What is expected:
Can you write out the whole listing exactly?

Input:

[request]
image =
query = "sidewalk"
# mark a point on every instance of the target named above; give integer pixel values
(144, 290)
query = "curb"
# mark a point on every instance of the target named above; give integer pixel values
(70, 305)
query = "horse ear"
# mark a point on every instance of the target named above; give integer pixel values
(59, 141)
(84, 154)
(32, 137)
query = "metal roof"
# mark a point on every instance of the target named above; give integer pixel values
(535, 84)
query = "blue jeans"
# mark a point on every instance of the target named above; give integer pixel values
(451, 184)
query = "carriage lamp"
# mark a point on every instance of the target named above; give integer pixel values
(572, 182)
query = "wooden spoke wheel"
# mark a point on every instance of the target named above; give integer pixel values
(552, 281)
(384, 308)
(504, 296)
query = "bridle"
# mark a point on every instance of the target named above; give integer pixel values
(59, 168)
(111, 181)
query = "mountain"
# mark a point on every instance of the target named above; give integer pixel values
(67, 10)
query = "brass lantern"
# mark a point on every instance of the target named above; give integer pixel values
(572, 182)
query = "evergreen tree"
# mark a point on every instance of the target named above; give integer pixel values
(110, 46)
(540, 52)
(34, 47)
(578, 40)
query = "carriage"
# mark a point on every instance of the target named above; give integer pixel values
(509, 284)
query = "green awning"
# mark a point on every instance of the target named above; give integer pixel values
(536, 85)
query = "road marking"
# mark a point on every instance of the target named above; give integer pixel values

Correct response:
[request]
image =
query = "sidewalk"
# mark a point on every instance of the target named above; give integer pixel values
(144, 290)
query = "curb"
# mark a point on every instance of the target named above; give integer pixel values
(70, 305)
query = "horse ear"
# mark a point on every instance of the target named above; give integer pixel values
(59, 141)
(84, 154)
(32, 137)
query = "metal roof"
# mark a point on every instance of the target named above; give integer pixel values
(535, 84)
query = "blue jeans"
# mark a point on every instance of the target named above; give integer pixel values
(451, 184)
query = "carriage lamp"
# mark a point on every instance of the target named above; give integer pixel values
(572, 182)
query = "wooden spoke wheel"
# mark a point on every instance of the target named above; give integer pixel values
(552, 281)
(384, 308)
(504, 296)
query = "bridle"
# mark a point on every instance of the target named above; give integer pixel values
(59, 168)
(111, 181)
query = "mountain"
# mark a point on every instance of the target named above; give integer pixel values
(67, 10)
query = "brass lantern"
# mark a point on every instance of the target named above; give integer pixel values
(572, 182)
query = "evergreen tree"
# mark a point on every instance of the target named above; give integer pixel values
(110, 46)
(540, 52)
(34, 47)
(578, 40)
query = "carriage"
# mark a point on every instance of the target named above; give integer pixel values
(509, 284)
query = "green awning"
# mark a point on every instance of the target named above; give integer pixel values
(536, 85)
query = "road marking"
# mark a point on every instance of the target named above; give integer pixel values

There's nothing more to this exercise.